> Work order:
Echo every line from the one containing "12L185 1L0 0V37L56" down to the one containing "positive clicks: (191, 6)", including both of those lines.

Stored data

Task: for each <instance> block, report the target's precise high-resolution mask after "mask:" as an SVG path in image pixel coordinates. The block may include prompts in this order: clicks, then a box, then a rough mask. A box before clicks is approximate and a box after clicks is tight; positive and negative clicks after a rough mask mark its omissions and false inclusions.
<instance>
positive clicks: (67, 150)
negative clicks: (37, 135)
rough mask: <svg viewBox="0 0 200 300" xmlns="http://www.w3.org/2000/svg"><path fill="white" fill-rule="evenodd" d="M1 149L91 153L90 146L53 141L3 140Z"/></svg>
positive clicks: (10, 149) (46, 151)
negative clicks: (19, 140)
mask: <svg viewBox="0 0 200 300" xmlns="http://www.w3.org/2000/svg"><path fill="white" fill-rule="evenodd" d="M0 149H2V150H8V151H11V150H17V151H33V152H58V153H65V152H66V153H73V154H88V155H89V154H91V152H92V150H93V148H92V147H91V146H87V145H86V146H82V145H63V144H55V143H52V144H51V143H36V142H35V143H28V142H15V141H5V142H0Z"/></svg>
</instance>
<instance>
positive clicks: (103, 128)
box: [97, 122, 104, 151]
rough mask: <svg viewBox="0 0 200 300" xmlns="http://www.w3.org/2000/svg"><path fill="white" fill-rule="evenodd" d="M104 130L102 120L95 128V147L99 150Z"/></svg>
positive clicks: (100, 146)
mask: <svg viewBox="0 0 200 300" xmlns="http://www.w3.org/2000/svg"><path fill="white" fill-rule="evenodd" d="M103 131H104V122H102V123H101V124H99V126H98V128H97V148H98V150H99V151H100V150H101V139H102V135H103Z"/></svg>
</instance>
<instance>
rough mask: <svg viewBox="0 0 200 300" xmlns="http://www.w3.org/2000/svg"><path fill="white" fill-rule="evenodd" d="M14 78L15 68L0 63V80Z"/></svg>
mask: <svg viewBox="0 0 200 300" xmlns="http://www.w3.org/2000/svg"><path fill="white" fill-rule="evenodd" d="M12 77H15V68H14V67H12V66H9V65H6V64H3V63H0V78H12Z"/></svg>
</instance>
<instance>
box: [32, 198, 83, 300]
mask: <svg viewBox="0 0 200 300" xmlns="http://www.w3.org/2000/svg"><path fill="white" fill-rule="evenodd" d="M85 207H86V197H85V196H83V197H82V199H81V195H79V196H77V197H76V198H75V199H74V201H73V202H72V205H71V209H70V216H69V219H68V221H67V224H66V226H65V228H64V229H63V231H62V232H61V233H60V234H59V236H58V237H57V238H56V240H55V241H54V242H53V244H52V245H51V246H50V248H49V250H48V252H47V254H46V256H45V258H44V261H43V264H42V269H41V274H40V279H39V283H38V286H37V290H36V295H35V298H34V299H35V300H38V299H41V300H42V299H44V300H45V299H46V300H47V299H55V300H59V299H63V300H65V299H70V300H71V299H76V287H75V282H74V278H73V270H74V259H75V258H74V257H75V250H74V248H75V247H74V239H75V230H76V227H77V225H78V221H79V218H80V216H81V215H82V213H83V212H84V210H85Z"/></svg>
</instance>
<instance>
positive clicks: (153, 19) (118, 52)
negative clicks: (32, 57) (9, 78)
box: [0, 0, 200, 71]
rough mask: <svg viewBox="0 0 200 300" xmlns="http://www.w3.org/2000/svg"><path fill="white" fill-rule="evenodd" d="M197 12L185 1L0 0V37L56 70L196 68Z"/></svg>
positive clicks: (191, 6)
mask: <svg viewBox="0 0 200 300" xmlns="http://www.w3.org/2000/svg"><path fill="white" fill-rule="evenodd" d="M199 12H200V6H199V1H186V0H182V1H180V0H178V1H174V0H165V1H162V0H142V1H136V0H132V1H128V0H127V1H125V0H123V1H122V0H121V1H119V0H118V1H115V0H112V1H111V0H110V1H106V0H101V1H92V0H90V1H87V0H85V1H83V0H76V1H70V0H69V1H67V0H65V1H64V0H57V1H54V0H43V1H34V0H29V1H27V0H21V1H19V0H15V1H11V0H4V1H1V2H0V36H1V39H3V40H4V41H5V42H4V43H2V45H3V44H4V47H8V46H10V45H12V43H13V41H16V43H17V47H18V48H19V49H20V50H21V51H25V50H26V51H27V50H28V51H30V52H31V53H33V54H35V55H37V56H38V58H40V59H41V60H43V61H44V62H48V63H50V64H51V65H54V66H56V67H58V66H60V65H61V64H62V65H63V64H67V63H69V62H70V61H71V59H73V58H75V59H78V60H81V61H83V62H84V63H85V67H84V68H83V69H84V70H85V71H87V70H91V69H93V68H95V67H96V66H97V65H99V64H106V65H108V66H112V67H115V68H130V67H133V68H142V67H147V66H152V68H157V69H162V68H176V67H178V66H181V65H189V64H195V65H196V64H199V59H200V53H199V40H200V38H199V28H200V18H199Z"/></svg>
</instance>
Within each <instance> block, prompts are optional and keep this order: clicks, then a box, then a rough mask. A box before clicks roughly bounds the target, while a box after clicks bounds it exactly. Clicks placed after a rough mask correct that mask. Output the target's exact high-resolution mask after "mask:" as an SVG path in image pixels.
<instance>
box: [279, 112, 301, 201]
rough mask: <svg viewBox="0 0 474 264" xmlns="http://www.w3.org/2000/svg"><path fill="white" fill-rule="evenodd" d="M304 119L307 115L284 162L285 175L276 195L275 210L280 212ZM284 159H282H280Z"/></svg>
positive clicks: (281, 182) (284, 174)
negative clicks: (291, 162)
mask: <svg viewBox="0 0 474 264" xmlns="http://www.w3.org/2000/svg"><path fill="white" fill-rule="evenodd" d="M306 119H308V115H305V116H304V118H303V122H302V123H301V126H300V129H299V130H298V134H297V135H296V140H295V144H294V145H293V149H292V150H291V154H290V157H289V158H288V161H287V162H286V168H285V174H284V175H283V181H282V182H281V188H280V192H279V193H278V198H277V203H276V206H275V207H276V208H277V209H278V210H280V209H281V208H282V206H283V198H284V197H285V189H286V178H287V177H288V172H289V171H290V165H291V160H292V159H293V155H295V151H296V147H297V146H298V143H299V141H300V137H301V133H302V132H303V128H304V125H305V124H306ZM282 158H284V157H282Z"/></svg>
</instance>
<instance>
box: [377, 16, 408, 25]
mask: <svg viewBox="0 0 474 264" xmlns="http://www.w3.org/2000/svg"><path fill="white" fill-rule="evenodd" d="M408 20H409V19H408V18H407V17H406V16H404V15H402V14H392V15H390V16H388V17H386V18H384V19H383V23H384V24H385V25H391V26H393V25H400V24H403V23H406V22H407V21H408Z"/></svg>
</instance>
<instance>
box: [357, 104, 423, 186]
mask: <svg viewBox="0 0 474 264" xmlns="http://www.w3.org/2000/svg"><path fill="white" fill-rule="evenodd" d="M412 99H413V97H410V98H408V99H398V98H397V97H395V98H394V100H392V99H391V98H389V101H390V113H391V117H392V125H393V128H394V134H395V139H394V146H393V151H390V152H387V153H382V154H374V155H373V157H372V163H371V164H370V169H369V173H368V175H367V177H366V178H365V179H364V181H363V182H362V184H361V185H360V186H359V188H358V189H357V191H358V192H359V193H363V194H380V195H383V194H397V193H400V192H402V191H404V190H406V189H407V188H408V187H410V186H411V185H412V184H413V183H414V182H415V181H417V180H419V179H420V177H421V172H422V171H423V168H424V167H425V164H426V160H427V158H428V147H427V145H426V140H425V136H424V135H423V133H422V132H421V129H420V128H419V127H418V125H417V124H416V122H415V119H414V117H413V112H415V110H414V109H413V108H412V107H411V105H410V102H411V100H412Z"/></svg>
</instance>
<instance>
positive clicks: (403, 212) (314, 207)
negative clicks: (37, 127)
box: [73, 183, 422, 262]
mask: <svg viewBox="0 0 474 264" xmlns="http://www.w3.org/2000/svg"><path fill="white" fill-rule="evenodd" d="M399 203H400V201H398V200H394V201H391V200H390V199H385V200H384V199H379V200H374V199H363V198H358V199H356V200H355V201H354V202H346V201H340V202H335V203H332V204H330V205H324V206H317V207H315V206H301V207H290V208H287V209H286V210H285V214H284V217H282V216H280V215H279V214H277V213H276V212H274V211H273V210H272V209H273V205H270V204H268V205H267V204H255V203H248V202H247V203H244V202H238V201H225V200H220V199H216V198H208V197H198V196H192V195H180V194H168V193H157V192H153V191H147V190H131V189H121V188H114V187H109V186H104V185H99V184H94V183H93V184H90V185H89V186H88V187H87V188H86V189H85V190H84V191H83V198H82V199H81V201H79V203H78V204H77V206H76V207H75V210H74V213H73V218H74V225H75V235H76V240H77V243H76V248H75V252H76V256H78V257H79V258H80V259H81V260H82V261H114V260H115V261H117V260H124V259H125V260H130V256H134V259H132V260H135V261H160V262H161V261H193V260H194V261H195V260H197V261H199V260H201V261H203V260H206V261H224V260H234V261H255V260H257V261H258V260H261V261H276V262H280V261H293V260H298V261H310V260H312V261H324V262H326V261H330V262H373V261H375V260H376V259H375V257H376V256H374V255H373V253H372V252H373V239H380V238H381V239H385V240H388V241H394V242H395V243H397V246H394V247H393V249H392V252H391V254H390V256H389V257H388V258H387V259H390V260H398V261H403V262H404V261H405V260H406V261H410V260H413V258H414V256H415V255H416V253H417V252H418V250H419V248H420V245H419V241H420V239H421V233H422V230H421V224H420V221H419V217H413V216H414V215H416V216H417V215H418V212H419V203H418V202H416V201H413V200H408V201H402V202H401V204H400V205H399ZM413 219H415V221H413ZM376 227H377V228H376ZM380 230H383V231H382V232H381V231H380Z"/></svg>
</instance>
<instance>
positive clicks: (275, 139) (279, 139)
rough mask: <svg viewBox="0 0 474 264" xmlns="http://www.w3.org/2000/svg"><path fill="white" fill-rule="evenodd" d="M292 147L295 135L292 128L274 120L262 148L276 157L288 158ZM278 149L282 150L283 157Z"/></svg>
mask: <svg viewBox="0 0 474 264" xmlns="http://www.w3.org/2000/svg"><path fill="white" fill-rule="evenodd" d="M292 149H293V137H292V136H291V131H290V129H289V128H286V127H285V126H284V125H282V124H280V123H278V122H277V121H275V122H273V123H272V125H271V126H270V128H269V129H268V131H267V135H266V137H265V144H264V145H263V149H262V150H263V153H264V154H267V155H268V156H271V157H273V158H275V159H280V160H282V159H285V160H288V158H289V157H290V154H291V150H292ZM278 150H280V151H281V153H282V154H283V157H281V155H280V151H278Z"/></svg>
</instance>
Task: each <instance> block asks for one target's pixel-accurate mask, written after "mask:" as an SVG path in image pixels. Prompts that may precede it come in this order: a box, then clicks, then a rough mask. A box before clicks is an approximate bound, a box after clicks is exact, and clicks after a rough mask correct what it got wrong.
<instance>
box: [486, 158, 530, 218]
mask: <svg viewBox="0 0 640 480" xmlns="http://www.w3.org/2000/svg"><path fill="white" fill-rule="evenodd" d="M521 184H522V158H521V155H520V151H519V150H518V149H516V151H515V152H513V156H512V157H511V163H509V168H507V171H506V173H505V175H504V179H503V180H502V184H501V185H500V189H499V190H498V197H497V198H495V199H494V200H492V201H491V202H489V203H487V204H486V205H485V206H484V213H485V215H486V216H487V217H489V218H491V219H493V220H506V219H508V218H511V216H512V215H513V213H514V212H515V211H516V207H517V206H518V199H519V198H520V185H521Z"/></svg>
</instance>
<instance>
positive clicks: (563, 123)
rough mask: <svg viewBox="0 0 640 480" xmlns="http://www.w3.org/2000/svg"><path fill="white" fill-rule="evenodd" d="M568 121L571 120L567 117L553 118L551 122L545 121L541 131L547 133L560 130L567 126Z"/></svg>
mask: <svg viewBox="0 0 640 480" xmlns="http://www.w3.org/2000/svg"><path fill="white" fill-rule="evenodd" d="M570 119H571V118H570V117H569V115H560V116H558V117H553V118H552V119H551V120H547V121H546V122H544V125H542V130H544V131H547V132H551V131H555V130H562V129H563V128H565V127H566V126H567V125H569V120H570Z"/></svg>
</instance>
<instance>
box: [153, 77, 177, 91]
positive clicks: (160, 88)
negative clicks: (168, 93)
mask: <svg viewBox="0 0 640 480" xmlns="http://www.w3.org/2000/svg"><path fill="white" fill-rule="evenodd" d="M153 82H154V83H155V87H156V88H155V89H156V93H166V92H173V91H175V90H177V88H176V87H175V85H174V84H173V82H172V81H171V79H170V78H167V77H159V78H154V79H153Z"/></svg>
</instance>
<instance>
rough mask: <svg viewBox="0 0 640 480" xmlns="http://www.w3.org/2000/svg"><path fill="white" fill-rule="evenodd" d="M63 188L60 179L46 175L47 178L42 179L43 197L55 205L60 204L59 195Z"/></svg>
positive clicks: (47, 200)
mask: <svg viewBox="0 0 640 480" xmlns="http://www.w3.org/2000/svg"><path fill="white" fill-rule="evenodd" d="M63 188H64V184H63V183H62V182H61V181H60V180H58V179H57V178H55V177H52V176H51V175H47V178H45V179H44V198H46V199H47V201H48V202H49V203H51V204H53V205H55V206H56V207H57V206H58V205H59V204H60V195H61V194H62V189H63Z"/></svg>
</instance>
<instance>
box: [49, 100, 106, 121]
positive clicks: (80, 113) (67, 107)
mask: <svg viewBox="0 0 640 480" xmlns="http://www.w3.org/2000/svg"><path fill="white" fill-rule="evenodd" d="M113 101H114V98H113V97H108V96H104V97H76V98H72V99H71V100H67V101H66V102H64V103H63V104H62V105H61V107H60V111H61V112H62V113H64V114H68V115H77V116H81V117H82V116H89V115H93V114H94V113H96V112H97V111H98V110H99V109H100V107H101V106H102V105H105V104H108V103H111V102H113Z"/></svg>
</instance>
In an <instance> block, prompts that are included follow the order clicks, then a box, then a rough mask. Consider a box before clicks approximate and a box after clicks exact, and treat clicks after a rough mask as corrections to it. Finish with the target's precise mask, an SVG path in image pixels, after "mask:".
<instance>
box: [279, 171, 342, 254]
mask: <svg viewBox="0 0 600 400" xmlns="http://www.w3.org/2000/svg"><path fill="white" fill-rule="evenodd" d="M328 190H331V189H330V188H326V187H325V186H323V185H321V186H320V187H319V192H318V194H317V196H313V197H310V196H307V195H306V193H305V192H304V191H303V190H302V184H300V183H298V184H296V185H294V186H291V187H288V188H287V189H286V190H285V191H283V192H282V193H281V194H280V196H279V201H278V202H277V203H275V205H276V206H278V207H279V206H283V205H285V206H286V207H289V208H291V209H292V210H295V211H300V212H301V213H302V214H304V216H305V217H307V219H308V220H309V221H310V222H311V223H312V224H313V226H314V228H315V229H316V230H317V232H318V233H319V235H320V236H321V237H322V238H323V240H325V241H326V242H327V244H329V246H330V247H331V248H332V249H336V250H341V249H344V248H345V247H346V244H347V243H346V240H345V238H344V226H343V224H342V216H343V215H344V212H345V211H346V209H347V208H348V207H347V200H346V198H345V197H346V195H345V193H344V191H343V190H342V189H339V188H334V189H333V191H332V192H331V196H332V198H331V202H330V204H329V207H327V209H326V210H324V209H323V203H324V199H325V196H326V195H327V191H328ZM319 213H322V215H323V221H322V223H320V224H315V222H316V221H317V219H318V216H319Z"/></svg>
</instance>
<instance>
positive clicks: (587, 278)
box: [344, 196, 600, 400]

> Your solution:
rough mask: <svg viewBox="0 0 200 300" xmlns="http://www.w3.org/2000/svg"><path fill="white" fill-rule="evenodd" d="M197 12L185 1L0 0V37L56 70L196 68Z"/></svg>
positive clicks: (191, 6)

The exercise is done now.